> **Exercise description**: Start with the first line of the material. Repeat each line exactly through the one that contains "column 390, row 36".

_ _ _ _ _

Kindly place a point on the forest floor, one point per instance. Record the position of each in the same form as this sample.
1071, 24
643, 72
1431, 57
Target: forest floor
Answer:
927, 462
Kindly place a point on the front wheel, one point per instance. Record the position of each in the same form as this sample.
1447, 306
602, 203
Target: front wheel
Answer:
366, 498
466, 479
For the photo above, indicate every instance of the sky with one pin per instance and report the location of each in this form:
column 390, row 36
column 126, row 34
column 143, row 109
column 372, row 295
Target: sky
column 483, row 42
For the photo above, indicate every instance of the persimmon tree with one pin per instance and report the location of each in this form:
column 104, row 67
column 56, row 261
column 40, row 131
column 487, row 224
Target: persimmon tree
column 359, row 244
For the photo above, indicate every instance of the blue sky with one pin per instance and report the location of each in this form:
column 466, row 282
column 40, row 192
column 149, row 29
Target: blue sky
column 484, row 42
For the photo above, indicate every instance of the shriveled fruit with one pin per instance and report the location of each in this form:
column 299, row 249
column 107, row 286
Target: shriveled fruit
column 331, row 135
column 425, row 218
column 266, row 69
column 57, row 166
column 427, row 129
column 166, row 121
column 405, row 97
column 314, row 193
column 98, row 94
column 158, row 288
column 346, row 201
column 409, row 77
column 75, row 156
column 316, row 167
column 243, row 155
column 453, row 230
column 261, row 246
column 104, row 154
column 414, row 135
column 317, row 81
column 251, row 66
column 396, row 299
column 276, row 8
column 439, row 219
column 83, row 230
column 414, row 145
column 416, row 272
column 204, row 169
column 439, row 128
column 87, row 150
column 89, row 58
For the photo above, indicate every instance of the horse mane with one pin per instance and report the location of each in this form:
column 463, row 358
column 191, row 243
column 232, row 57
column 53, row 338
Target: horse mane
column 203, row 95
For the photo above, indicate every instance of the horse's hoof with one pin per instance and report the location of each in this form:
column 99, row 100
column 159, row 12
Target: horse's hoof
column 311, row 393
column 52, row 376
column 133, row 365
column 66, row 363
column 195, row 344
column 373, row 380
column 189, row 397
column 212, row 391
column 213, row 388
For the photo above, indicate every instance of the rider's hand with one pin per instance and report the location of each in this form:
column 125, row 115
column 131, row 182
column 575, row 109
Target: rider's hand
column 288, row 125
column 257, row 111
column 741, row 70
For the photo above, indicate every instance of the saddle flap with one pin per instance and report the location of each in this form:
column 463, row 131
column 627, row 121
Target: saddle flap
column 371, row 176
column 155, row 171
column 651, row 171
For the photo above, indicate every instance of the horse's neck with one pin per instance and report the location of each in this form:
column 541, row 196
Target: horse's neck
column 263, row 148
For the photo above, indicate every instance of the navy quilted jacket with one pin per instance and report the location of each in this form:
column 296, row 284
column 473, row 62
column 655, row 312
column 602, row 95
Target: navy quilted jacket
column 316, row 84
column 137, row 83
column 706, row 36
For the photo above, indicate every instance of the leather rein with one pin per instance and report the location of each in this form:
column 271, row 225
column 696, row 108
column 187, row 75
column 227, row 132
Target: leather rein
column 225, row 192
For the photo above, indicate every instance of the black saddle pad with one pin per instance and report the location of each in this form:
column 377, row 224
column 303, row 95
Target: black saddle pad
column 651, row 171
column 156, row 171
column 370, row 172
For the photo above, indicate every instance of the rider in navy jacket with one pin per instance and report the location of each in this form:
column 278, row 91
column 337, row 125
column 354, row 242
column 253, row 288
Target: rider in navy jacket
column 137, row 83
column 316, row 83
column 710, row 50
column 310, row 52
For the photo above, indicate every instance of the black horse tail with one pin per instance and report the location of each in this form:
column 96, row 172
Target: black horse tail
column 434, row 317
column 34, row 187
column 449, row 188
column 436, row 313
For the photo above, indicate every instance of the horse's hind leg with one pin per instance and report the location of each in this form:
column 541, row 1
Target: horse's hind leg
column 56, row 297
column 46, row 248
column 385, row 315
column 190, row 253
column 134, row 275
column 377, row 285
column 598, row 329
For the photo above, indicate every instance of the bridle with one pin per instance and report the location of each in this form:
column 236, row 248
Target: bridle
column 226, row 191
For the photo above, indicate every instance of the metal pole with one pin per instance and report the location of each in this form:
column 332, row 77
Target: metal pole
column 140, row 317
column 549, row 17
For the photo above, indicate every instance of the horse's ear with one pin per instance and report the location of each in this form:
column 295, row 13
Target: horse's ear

_ _ _ _ _

> **Response to the exercise**:
Kindly place a point on the forest floor, one point per instance. Record the position of each in the same form as this sample.
1071, 24
643, 72
1431, 57
Target: forest floor
Answer:
927, 462
Kindly place a point on the front wheel, one point per instance. Record the position of each in the same form as this sample.
1447, 306
602, 203
Target: front wheel
Answer:
366, 498
466, 479
For the photo above, indicate every instance of the sky with one pin per instance and report the location of each in this form:
column 390, row 36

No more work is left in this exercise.